**Written problem**
Resume the regular-expression tutorial, writing on from its final line, “The farm has pigs of different sizes.”

**Selected passage**

Note: Inside a character class with square brackets, the period has no special meaning.

Matching Repetitions

A character or a group of characters can occur more than once within the target string. A pattern can match this repetition. The metacharacters, ?, *, +, and {} are used to match the repetition in the target. If x is a character of interest in the target string, then the metacharacters have the following meanings:

x*: means match 'x' 0 or more times, i.e., any number of times

x+: means match 'x' 1 or more times, i.e., at least once

x? : means match 'x' 0 or 1 time

x{n,}: means match 'x' at least n or more times. Note the comma.

x{n} : match 'x' exactly n times

x{n,m}: match 'x' at least n times, but not more than m times.

These metacharacters are called quantifiers.

Illustrations

*

The * matches the preceding character or preceding group, zero or more times. “o*” matches ‘o’ in “dog” of the target string. It also matches “oo” in “book” and “looking”. The regex, “o*” matches “boooo” in “The animal booooed.”. Note: “o*” matches “dig”, where ‘o’ occurs zero (or more) time.

+

The + matches the preceding character or preceding group, 1 or more times. Contrast it with zero or more times for *. So the regex, “e+” matches ‘e’ in “eat”, where ‘e’ occurs one time. “e+” also matches “ee” in “sheep”, where ‘e’ occurs more than one time. Note: “e+” will not match “dig” because in “dig”, ‘e’ does not occur at least once.

?

The ? matches the preceding character or preceding group, 0 or 1 time (and not more). So, “e?” matches “dig” because ‘e’ occurs in “dig”, zero time. “e?” matches “set” because ‘e’ occurs in “set”, one time. Note: “e?” still matches “sheep”; though there are two ‘e’s in “sheep”. There is a nuance here – see later.

{n,}

This matches at least n consecutive repetitions of a preceding character or preceding group. So the regex, “e{2,}” matches the two ‘e’s in the target, “sheep”, and the three ‘e’s in the target “sheeep”. “e{2,}” does not match “set”, because “set” has only one ‘e’.

{n}

This matches exactly n consecutive repetitions of a preceding character or preceding group. So the regex, “e{2}” matches the two ‘e’s in the target, “sheep”. “e{2}” does not match “set” because “set” has only one ‘e’. Well, “e{2}” matches two ‘e’s in the target, “sheeep”. There is a nuance here – see later.

{n,m}

This matches several consecutive repetitions of a preceding character or preceding group, anywhere from n to m, inclusive. So, “e{1,3}” matches nothing in “dig”, which has no ‘e’. It matches the one ‘e’ in “set”, the two ‘e’s in “sheep”, the three ‘e’s in “sheeep”, and three ‘e’s in “sheeeep”. There is a nuance at the last match – see later.

Matching Alternation

Consider the following target string in the computer.

“The farm has pigs of different sizes.”

**Information shown**
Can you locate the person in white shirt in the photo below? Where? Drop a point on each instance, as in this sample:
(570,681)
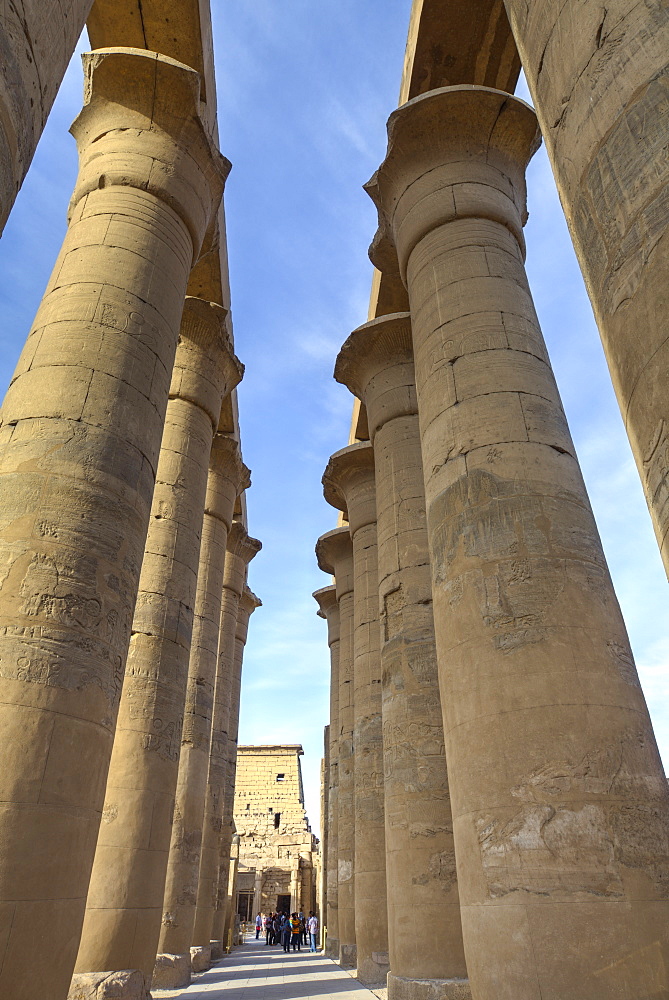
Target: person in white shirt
(312,926)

**The result**
The programmer may want to know if this target has “goat” or “rabbit” or “pig”. The code would be as follows:

char str[] = "The farm has pigs of different sizes.";

if (regex_search(str, regex("goat|rabbit|pig")))

  cout << "matched" << endl;

else

  cout << "not matched" << endl;

The code produces a match. Note the use of the alternation character, |. There can be two, three, four, and more options. C++ will first try to match the first alternative, “goat,” at each character position in the target string. If it does not succeed with “goat”, it tries the next alternative, “rabbit”. If it does not succeed with “rabbit”, it tries the next alternative, “pig”. If “pig” fails, then C++ moves on to the next position in the target and starts with the first alternative again.

In the above code, “pig” is matched.

Matching Beginning or End

Beginning


If ^ is at the beginning of the regex, then the beginning text of the target string can be matched by the regex. In the following code, the start of the target is “abc”, which is matched:

if (regex_search("abc and def", regex("^abc")))

  cout << "matched" << endl;

No matching takes place in the following code:

if (regex_search("Yes, abc and def", regex("^abc")))

  cout << "matched" << endl;

else

  cout << "not matched" << endl;

Here, “abc” is not at the beginning of the target.

Note: The circumflex character, ‘^’, is a metacharacter at the start of the regex, matching the start of the target string. It is still a metacharacter at the start of the character class, where it negates the class.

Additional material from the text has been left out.